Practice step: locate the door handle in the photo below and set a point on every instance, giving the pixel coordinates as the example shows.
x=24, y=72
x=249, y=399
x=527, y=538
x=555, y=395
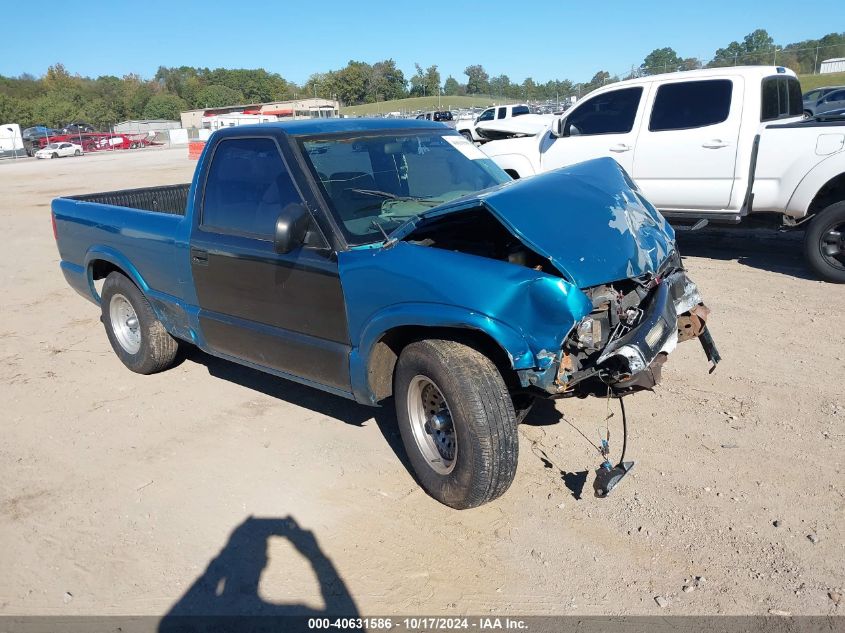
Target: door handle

• **What you need to do**
Check each line of the records for the word "handle" and extract those that contain it.

• **Response box**
Practice step: locate the door handle in the photo below and set a point on every instance, giving the pixel coordinates as the example shows.
Target: door handle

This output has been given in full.